===== Passage
Another Country, Another Journalist, Another Jail Cell

A Sri Lankan court has sentenced Tamil journalist J.S. Tissainayagam to 20 years in prison because he "criticized the government's conduct and accused authorities of withholding food and other essential items from Tamil-majority areas as a tool of war."

The government of Sri Lanka claims that although “the constitution guarantees media freedom, but no one has a right to deliberately publish false reports that would lead to communal violence.” All the while Mr Tissainayagam's defence lawyer upholds that the journalist has been a tireless fighter for Human Rights and has been jailed for simply doing his job.

Both Amnesty International and US President Obama seem to agree, as they have both singled out this reporter as an example of journalists being jailed for simply doing their jobs. Amnesty International also states that 14 journalists and media workers have been killed since 2006 and that 11 journalists were forced to flee the country since the end of the 25 year civil war in May of this year.
==========
===== Records
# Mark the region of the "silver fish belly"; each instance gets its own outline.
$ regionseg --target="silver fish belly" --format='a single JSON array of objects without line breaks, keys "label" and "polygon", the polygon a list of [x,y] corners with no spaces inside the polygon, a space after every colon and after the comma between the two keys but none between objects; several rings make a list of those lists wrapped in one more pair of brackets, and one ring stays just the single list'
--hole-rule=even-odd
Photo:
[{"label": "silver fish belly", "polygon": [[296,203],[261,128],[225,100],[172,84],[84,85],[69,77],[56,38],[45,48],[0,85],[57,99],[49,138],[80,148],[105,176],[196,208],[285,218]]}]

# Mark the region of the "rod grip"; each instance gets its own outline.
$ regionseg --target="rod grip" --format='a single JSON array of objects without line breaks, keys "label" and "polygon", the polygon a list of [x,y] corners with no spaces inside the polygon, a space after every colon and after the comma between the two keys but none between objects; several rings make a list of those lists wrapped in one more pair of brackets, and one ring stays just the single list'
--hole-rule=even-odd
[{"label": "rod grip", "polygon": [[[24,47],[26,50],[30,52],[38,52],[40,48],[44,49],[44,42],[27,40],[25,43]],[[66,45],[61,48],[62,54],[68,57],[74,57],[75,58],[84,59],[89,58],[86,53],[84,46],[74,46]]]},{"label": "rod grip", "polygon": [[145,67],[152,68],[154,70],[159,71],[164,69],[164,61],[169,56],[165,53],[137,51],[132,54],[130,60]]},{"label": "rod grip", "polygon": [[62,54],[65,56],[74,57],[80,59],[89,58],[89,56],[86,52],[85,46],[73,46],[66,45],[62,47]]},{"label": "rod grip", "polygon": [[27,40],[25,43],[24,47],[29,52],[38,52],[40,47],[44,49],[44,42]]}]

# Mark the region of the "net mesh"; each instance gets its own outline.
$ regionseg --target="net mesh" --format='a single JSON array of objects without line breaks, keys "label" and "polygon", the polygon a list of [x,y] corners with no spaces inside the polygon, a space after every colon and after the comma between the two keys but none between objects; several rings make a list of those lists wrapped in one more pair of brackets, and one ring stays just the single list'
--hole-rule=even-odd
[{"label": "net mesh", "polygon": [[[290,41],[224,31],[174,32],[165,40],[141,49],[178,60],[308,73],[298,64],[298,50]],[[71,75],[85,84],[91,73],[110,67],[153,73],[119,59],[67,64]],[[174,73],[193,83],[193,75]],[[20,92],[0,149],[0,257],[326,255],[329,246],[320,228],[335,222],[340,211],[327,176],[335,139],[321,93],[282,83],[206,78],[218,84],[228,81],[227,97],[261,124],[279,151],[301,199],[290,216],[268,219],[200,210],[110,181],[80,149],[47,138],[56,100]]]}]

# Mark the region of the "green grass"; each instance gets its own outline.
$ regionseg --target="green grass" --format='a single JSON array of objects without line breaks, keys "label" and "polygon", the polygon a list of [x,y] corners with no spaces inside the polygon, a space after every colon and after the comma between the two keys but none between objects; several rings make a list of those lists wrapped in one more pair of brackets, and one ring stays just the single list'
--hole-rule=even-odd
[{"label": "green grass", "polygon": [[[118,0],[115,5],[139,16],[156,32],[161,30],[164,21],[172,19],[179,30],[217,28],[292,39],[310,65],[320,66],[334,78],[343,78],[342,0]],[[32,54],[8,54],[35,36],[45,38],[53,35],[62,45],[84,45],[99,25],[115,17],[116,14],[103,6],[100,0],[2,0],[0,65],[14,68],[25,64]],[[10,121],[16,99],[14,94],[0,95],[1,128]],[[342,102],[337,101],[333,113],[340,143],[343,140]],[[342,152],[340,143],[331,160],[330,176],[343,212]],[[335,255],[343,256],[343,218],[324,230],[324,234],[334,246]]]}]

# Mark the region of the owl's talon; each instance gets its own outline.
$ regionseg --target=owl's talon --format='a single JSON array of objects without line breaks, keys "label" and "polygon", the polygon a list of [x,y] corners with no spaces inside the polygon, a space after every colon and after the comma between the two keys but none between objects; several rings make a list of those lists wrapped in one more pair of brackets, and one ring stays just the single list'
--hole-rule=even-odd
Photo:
==========
▶ Problem set:
(1) Reproduce the passage word for word, between "Another Country, Another" and "doing his job.", inclusive.
(2) According to the passage, what prison sentence did the Sri Lankan court give J.S. Tissainayagam?
(3) List every number that appears in the passage, with what each one refers to.
The lines are not relevant here.

▶ Written answers:
(1)
Another Country, Another Journalist, Another Jail Cell

A Sri Lankan court has sentenced Tamil journalist J.S. Tissainayagam to 20 years in prison because he "criticized the government's conduct and accused authorities of withholding food and other essential items from Tamil-majority areas as a tool of war."

The government of Sri Lanka claims that although “the constitution guarantees media freedom, but no one has a right to deliberately publish false reports that would lead to communal violence.” All the while Mr Tissainayagam's defence lawyer upholds that the journalist has been a tireless fighter for Human Rights and has been jailed for simply doing his job.

(2) 20 years in prison.

(3)
- 20: the years of Tissainayagam's prison sentence
- 14: the journalists and media workers killed since 2006
- 2006: the year from which those killings are counted
- 11: the journalists forced to flee the country since the end of the civil war
- 25: the length in years of the civil war